━━ Material for this exercise ━━
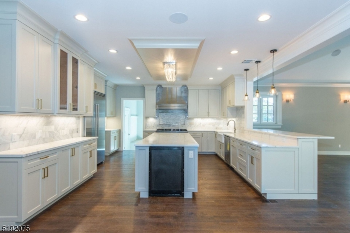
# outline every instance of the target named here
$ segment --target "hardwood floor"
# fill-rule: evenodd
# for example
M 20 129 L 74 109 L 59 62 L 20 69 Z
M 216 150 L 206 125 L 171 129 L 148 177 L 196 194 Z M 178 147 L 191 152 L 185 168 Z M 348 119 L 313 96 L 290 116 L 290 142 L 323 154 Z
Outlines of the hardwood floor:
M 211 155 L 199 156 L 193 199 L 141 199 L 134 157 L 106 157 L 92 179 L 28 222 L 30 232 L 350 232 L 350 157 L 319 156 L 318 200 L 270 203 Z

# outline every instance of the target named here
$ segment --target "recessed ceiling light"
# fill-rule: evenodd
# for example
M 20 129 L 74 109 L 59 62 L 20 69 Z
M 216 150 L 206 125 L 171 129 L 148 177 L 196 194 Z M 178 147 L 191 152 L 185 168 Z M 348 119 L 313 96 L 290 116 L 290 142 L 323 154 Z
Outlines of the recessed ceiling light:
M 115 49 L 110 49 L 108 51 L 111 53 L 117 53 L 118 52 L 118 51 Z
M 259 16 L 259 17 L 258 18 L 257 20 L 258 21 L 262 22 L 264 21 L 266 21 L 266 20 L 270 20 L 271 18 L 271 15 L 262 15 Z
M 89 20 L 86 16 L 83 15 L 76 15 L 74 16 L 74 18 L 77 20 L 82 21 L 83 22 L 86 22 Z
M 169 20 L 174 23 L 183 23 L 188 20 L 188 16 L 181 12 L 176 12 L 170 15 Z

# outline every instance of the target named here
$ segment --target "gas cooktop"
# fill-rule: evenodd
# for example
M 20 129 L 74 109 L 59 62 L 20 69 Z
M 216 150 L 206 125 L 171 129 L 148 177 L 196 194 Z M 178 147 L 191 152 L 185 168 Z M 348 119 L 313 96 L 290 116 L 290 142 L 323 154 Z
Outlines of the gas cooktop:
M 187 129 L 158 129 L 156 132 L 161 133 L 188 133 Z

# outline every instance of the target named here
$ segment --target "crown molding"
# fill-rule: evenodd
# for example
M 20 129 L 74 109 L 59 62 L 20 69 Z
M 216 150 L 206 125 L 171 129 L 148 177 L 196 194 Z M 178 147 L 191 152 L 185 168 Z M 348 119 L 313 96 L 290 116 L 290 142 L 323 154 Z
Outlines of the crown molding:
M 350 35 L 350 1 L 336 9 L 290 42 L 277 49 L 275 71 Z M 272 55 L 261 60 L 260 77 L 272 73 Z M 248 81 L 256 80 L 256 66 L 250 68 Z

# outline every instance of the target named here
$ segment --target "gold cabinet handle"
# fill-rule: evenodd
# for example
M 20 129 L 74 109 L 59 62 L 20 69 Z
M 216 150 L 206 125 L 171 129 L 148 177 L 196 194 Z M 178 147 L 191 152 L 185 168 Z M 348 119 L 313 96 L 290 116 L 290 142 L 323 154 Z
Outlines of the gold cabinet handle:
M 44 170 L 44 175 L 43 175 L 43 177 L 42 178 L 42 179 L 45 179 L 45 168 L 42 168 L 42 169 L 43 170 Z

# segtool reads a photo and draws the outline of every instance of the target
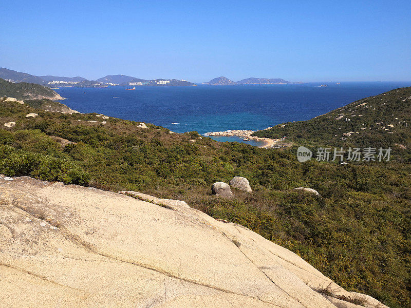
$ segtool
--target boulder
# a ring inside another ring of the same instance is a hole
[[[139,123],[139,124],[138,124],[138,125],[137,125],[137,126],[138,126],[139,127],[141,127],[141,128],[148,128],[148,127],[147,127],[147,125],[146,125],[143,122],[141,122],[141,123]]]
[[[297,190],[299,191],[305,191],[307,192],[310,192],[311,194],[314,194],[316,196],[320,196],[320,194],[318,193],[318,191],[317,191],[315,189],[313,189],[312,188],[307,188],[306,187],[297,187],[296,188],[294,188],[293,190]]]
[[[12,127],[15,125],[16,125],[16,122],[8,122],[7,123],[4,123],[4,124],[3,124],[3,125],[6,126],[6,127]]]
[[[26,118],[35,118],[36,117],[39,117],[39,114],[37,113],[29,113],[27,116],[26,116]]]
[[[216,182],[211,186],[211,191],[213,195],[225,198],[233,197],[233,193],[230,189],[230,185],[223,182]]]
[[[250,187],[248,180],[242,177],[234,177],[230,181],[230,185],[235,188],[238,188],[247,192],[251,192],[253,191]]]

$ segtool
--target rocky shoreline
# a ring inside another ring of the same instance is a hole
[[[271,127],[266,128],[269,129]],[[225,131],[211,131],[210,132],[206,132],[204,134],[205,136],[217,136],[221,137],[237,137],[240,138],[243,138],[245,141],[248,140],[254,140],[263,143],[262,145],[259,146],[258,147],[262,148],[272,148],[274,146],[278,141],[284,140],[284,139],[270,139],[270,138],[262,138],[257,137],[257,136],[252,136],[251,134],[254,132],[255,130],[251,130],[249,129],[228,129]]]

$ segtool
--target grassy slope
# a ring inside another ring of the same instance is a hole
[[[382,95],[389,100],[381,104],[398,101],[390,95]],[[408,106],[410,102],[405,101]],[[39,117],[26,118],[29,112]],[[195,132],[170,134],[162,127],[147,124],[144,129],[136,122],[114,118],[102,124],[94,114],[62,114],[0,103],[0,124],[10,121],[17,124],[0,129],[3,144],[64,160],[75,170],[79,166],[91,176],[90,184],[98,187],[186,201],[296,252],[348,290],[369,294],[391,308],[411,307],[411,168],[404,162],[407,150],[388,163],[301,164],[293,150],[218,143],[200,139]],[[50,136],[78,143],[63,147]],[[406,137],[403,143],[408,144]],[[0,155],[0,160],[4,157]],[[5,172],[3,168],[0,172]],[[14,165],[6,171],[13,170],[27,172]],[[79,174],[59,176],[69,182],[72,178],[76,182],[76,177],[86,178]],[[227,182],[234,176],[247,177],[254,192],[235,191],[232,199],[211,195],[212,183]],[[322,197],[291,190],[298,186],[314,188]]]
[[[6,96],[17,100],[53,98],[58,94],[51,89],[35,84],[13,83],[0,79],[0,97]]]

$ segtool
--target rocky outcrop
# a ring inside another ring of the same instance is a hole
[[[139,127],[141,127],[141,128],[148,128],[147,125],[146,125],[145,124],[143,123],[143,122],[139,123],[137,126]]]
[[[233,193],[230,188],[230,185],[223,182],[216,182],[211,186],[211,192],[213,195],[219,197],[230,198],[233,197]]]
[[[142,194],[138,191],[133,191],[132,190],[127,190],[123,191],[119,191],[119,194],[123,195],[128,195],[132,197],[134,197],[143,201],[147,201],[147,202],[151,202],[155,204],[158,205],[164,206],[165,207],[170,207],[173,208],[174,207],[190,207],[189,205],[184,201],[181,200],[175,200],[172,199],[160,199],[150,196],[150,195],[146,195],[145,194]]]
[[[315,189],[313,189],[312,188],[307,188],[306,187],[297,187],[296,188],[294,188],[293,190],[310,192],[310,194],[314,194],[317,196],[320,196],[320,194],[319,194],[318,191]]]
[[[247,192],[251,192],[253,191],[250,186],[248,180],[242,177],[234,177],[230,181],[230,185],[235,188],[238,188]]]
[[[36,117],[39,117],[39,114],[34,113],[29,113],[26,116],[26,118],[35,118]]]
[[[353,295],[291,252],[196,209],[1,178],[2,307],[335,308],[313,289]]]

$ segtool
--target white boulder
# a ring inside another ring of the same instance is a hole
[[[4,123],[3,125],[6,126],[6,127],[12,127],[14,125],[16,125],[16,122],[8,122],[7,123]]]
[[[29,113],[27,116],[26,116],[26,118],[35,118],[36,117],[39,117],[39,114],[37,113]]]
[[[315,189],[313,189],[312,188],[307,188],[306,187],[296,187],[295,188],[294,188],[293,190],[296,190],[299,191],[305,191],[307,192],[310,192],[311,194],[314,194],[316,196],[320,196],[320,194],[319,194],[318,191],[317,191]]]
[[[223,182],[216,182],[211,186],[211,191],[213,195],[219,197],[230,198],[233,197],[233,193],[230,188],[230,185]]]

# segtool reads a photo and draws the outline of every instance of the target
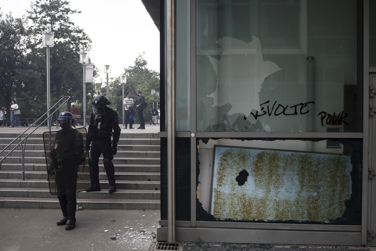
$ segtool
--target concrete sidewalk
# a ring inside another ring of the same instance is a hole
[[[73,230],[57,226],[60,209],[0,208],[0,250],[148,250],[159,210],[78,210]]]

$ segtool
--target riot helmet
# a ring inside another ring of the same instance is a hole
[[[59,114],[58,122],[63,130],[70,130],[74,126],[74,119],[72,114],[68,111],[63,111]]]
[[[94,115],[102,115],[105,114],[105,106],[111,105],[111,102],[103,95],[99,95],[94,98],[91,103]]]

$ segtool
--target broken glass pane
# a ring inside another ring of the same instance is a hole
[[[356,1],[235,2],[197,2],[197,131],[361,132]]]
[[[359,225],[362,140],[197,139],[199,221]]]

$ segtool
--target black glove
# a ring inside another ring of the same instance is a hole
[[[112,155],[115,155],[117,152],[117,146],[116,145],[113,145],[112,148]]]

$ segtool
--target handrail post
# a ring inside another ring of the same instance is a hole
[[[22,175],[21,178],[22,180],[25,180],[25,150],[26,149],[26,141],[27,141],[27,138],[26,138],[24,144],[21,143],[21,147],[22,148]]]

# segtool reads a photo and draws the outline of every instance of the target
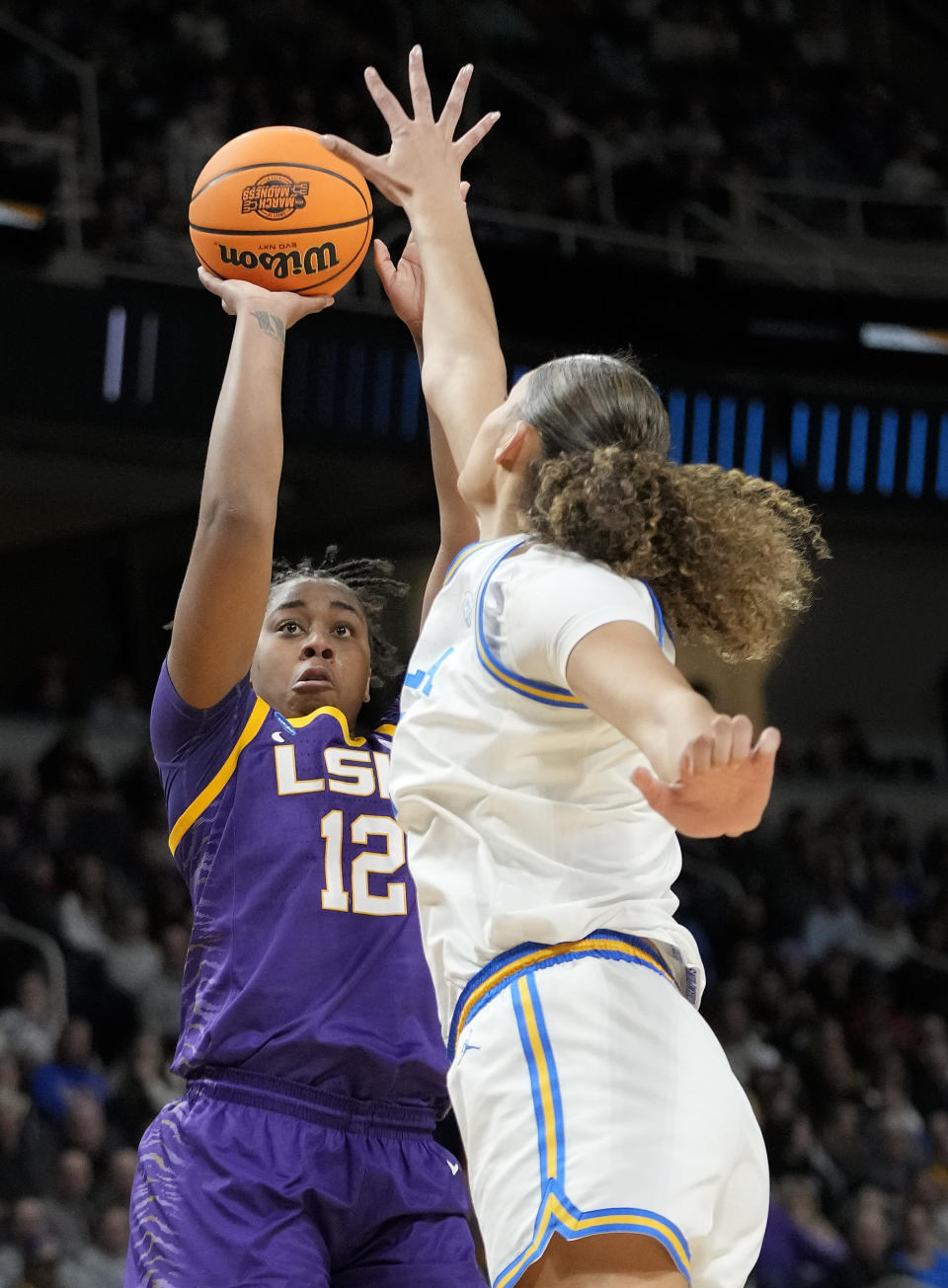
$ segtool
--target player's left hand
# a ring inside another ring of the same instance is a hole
━━━
- What to work on: Copy the lines of the data above without changes, everything from the start down to and including the line containing "Outlines of the hardwood". Omit the pictures.

- The result:
# outline every instance of the target named here
$ segment --target "hardwood floor"
# fill-rule: evenodd
# for example
M 20 129 L 74 109 L 59 62 L 20 69 Z
M 216 150 L 206 125 L 171 129 L 148 177 L 196 194 Z M 178 147 L 191 152 L 185 168 Z M 348 119 L 313 96 L 290 116 L 290 142 L 323 154 Z
Outlines of the hardwood floor:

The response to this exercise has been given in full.